EXTRACT:
Wednesday, March 9, 2022

How 'bout them Cossacks!

We've been watching in horror the bombing and brutalization of Ukrainian civilians for twelve days now. And following in frustration the arguments for why the NATO nations cannot impose a no-fly zone, something Zelenskyy has been begging for repeatedly. If Ukraine were in NATO, Putin would likely not have invaded, because Article 5 of the NATO treaty is a promise that all NATO countries will come to the aid of any fellow NATO member who is attacked. Ukraine and Georgia tried and failed to get into NATO years ago but were rejected. There was too much corruption at the top and those countries simply didn't have their shit together. At least that's how I understand it. The tragedy is, with Zelenskyy being seen as a hero around the world, and a no-doubt-about-it inspirational hero to the Ukrainians themselves, Ukraine now has a virtual Mr. Clean at the helm. There's a terrible irony in the fact that if Putin gets his way he'll kill this heroic man and substitute one of the old corrupt guys. It's like something out of 1984, where the clean guys have to suffer the aftereffects of the dirty guys they're now fighting with their grandmothers' Molotov cocktails.

We once watched in despair how innocents went off to join ISIS. These days people are lining up to get to Ukraine to help the Ukrainians fight off invaders and we cheer them on. It's been a long time since even people inclined to pacifism have been cheering for the good guys to go to battle. Not since World War II, arguably. There were the wars in Yugoslavia, but they involved the breakup of a patched-together multi-ethnic nation that had to sort out decades of internal rivalries and grudges. Outsiders, most of us, had a hard time distinguishing really good good guys from really bad bad guys, even when we did take sides. This Ukrainian war is a different story. This is an invasion by a would-be czar who has created a version of history to justify his power-grab. Just read a small portion of that twisted narrative and you'll see the arbitrariness of Putin's version of the story of Kievan Rus and the complex interactions of the Poles and the Lithuanians and the Russians and the Ruthenians and the Swedes and the Germans, the Jews and the Cossacks, the Eastern Orthodox Church and the Uniate Church, the holodomor - the Stalinist genocide inflicted on the Ukrainians, the fictive Russian-speaking minority in Ukraine in needs of saving from neo-Nazis and the actual Russian-speaking minority in Ukraine who are Ukraine loyalists - work your way through that history, I dare you.

SET OF TASKS:
1. In the blog post on the war in Ukraine, list every people named in the series that runs from "the Poles" to "the Cossacks."
2. Write a continuation of the blog post on the war in Ukraine, starting after its final sentence.

(Pointing and labeling entries)

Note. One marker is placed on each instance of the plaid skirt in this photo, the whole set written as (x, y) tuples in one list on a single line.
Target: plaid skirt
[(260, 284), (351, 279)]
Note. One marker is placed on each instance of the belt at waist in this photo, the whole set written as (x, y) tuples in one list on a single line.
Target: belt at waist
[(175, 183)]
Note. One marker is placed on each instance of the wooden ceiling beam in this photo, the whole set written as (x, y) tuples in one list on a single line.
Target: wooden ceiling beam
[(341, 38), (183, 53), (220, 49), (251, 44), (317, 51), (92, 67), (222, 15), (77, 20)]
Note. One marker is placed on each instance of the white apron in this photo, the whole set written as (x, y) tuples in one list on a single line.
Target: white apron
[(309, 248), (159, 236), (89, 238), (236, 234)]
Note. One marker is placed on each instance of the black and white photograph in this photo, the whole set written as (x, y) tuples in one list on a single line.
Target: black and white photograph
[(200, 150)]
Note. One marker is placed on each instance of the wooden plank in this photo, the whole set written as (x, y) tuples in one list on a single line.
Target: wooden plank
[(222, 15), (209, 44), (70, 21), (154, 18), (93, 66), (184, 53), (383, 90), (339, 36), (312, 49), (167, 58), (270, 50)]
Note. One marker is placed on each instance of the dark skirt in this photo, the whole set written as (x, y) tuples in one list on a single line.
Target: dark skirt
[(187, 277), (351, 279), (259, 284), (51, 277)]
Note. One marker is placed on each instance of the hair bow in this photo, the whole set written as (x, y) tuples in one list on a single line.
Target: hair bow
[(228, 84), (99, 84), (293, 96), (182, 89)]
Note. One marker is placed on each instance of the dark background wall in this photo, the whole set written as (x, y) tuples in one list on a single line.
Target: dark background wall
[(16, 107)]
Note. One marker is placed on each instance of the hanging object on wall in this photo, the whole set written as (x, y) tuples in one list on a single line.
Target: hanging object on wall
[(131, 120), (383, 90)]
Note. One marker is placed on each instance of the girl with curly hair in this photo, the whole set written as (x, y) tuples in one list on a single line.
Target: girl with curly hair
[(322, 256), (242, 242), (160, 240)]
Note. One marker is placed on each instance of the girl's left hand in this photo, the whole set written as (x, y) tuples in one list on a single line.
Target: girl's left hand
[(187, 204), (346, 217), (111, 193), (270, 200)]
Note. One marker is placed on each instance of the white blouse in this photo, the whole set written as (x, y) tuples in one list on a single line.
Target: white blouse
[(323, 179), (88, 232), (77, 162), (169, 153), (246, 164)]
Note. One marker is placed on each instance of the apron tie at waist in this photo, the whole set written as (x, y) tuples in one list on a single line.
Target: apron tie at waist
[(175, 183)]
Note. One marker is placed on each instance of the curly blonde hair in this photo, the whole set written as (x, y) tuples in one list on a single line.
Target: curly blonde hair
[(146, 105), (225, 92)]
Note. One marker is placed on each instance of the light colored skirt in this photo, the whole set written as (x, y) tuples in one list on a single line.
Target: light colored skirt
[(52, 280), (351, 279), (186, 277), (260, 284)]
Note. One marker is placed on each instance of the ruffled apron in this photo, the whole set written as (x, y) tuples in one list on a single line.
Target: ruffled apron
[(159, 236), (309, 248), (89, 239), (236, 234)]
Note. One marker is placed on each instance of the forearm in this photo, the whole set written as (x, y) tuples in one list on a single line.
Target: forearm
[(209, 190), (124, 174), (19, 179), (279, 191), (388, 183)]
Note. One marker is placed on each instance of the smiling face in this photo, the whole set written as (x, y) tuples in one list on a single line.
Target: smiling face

TASK-BY-TASK OUTPUTS:
1. Poles, Lithuanians, Russians, Ruthenians, Swedes, Germans, Jews, Cossacks

2.
I've been reading that history for the past ten days now and the only thing I can tell you for sure is that my grasp of the history of Ukraine was abysmal. I can't believe how much I didn't know. Ukrainian history did not loom large in the public schools of Winsted, Connecticut. That's no surprise. What does surprise me is how little I learned about the Ukrainians in Russian history courses. During the year I was at the Russian language school, I did a lot of Russian history. In one skull orifice and out another, evidently.

Nor did I get a lot of non-Russian Slavic linguistics, which I'm now trying to catch up on. I have managed to get a better grasp on the distinction between Ukrainian and Russian after all these years, and that's been satisfying.

Enough to be able to handle the Ukrainian national anthem, for example, which I've heard now several dozen times. Imagine my surprise that there's a line in there where the Ukrainians celebrate their Cossack history. Again, who knew?  Most of my knowledge of the Tartars came from our Russian teachers at Monterey. "Oh, how we suffered under the Tartars!" they would repeat, as if "the Tartar yoke" was imposed only yesterday. And the Cossacks I learned about through the lens of my Ashkenazi Jewish friends and such sources as Fiddler on the Roof. Not good guys by a long shot.  

"I didn't know your father was Ukrainian," I said to a friend the other day. "I thought he was Polish." 

"He wasn't either of those things," she responded. "He was Jewish."

Goes to show you, when you read history, you've got to keep in mind who's telling the story.

If anybody out there is, like me, caught up in the current desire to show solidarity with the Ukrainians, I thought you might like to learn the Ukrainian national anthem, so I've transcribed it. The first line is the groups of three lines below is the Ukrainian original, the second a rough gloss for pronunciation purposes for English speakers, and the third line an English translation.

The link is to the version done by the Veryovka Ukrainian Folk Choir under the direction of Anatoly Avdievsky.  He died in 2016, so it's been a while, but I think it's still an impressive performance for the ages. If you put it on a separate tab and follow the words on this tab, you can do a sing-along...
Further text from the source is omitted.